Return all entries word for word, but drop any images.

Records from a collection:
---

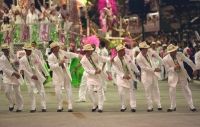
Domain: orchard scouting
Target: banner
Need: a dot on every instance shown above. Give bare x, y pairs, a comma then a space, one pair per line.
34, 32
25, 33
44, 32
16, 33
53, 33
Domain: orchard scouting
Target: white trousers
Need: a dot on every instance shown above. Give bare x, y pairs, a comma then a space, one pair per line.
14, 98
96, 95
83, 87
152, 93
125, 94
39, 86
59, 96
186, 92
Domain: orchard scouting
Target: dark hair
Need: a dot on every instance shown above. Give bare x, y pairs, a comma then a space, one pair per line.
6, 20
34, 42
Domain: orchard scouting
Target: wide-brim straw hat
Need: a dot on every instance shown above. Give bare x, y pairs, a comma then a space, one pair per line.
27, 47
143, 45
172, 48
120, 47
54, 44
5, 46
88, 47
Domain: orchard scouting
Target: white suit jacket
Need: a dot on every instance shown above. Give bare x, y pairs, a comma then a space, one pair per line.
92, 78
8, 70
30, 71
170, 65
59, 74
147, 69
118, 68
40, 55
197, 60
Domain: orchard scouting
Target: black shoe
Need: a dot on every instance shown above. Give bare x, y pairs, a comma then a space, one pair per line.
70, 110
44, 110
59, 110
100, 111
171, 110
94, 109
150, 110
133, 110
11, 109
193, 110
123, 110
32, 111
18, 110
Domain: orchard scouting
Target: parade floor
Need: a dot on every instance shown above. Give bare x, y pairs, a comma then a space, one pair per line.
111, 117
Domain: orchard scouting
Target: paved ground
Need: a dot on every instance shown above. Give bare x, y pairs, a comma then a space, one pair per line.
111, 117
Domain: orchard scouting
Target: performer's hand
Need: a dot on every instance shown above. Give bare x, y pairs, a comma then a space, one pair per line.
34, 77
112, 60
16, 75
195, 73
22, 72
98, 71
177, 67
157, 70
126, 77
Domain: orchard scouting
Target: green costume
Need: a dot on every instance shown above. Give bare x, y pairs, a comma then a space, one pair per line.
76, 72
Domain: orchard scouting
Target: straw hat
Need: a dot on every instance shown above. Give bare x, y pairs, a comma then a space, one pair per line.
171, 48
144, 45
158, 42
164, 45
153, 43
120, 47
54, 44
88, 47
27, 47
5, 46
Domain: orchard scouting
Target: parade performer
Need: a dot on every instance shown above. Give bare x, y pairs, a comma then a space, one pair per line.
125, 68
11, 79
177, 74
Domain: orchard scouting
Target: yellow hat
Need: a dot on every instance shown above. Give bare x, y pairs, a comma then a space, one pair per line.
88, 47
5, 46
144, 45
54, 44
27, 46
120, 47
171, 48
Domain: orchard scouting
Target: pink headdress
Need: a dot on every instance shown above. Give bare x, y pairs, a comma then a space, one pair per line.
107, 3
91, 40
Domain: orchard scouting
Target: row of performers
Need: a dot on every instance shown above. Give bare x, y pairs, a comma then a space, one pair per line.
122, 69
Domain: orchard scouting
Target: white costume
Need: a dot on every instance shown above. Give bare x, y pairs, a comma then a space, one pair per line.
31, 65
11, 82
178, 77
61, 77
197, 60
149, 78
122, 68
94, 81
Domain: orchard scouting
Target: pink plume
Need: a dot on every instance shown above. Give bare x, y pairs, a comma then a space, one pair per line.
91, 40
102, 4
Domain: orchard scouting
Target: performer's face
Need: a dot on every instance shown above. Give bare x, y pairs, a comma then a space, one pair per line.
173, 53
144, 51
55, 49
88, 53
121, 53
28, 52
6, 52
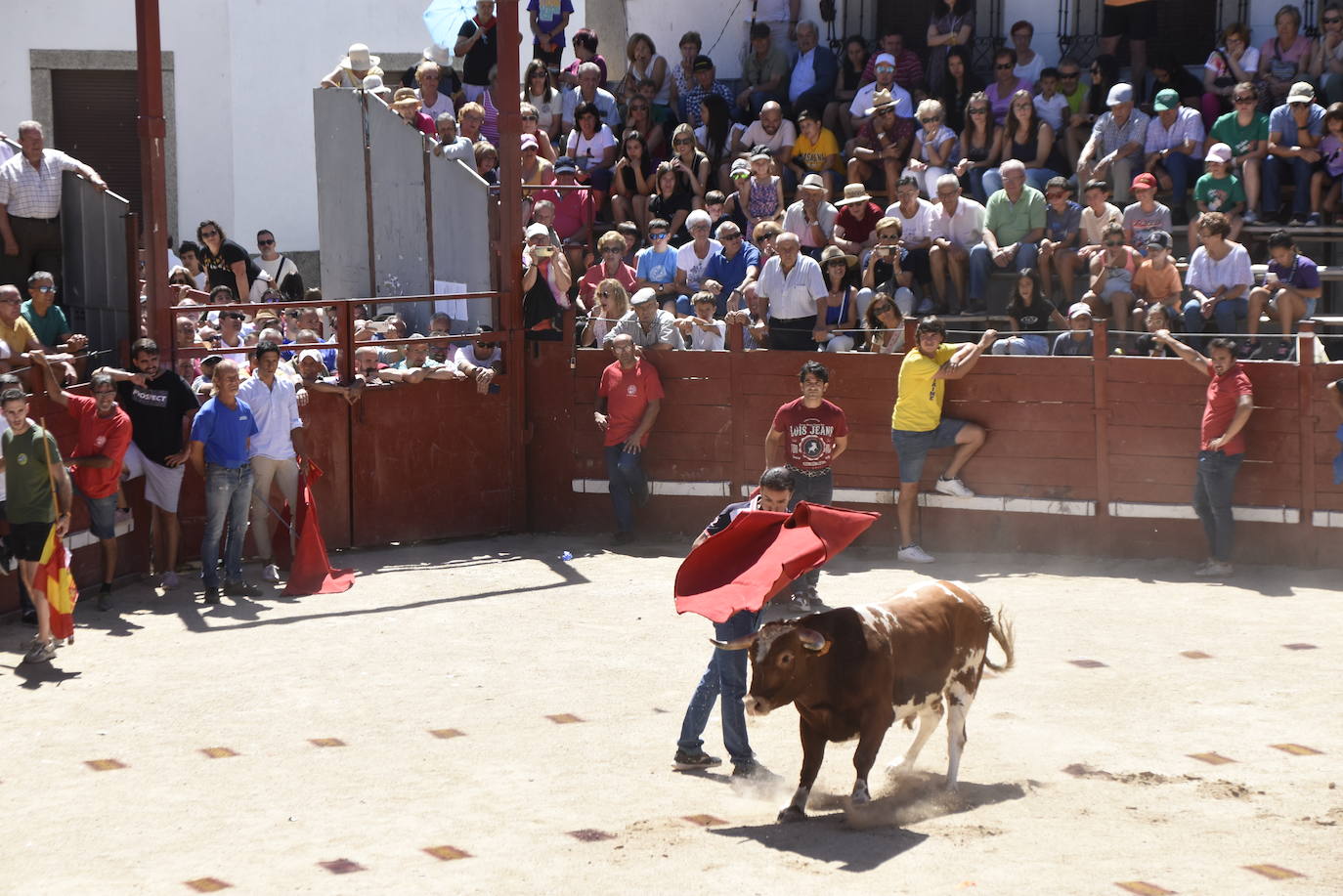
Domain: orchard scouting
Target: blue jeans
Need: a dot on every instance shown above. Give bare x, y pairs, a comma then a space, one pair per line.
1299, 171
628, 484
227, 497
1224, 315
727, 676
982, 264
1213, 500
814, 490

---

Complete response:
Domain: orchard scouting
Target: banner
Need: a dot on every instance shown above. Give bare x, y pairs, a comma then a space, one pair per line.
34, 32
25, 33
44, 32
16, 33
53, 33
Domain: orchard scouting
Target: white trousers
Need: a dot on every instance shown above. Give bare x, y pairs, a comma then a space, one pair per line.
14, 98
96, 95
83, 87
152, 93
125, 94
39, 86
59, 96
186, 92
Domain: orchard scouting
Target: dark hair
Need: a dot on every instance shown above. Give bare x, y pairs, a comma then a space, one pair per line.
6, 20
34, 42
Domain: orchard scouting
Target: wide-brim straw hat
Need: a dot on every instance shown above. Give bare x, y pairs, a comma then a space, one pair per line.
27, 47
143, 45
172, 48
120, 47
54, 44
5, 46
88, 47
Domain: orchard scouting
Target: white suit jacket
Need: a dot on every instance shown above. Give bare x, y pairs, a comma then a space, one pair per line.
92, 78
8, 70
30, 71
170, 65
59, 74
147, 69
118, 68
40, 55
197, 60
Domain: orchard scouting
Target: black shoe
Need: a dot on every instance shown above. Give bare x, y pairs, a comma then a space, one pair per line.
70, 110
44, 110
59, 110
100, 111
171, 110
94, 109
150, 110
133, 110
11, 109
193, 110
123, 110
32, 111
18, 110
Domain: orchard scouting
Target: parade floor
Need: a dot on every instance shown above. Give bare x, y pairs, a comma then a space, one pair per line.
111, 117
Domain: orchard scouting
Target: paved ground
Need: a dot on every instance shown above. Give bare x, y pairs, a comma then a space, one pair per line.
111, 117
Domain: orchard scouting
Target: performer's hand
Need: a dot on every instance shown above. Give bare x, y pairs, a comma then a space, one pair per line.
34, 77
112, 60
16, 75
195, 73
22, 72
98, 71
177, 67
157, 70
126, 77
Domain: orchard scouting
Target: green costume
Need: a dot on every instance shown above. Give bare x, y pairs, a comma then a space, one pair per line.
76, 72
Domain: orchard scouting
Target: straw hat
Need: a dot on every instance shown above. Give bare x, y pairs, a comma then a space, one pair per line.
171, 48
144, 45
158, 42
164, 45
153, 43
120, 47
54, 44
88, 47
27, 47
5, 46
Domain: orchard scouting
Target: parade performer
Need: a dot on every instance shown above. Give bare x, y pairs, a comma then a space, one pair per line.
125, 68
11, 79
177, 74
Domain: orchard scouting
Target: yellow hat
Need: a dot on every instance shown above. Give bare x, y pairs, a comma then a space, one pair per line.
88, 47
5, 46
144, 45
54, 44
27, 46
120, 47
171, 48
Domain: orchard scouting
Target: pink headdress
Need: a dot on every instance shown above. Give bare x, y pairs, a comma then a space, one pair per line.
107, 3
91, 40
Domain: orchard scouting
Target: row of performers
Need: a dot on every instance shown above. Give bare x, y pairs, a comma then a space, one pair per line.
122, 69
Domain: orchard scouting
Target: white costume
Need: a dot on every instance shown above. Give bare x, y pairs, a comma then a space, one pair per line.
31, 65
11, 82
178, 77
61, 77
197, 60
149, 78
122, 68
94, 81
Domain: orchard scouting
Target: pink plume
Need: a dot on every instance shown above. Give bare x, y pairs, a comma then a space, one pair per line.
91, 40
102, 4
Domain: orchard scouting
Target: performer's face
Need: a dot on every instance shown above. Give bare x, y pairs, a comma then a space, one pair per line.
173, 53
144, 51
55, 49
88, 53
121, 53
28, 52
6, 52
Domain: orchard scouting
Target: blue jeans
Need: a dot on every instance shown above. Give bare x, y pairs, a comma then a space, one pair per line.
1299, 171
628, 484
227, 497
1224, 315
727, 676
982, 264
1213, 500
814, 490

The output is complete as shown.